===== Data excerpts
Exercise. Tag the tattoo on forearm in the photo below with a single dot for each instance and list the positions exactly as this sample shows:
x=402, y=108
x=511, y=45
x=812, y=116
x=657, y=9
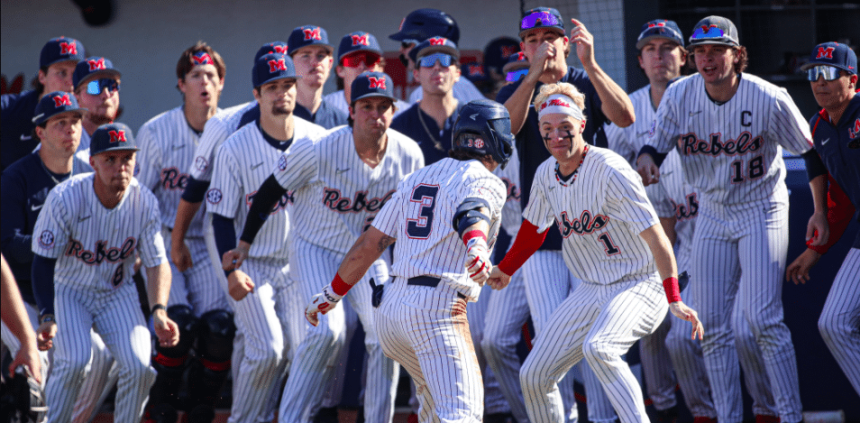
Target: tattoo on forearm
x=385, y=242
==========
- Set task: Copy every item above word for word, leaving out the pictures.

- Answer for the task:
Exercise. Tag the tattoo on forearm in the photo below with a single dot for each instance and list the positions exactly as this sample shows:
x=402, y=108
x=511, y=45
x=812, y=116
x=657, y=9
Target: tattoo on forearm
x=385, y=242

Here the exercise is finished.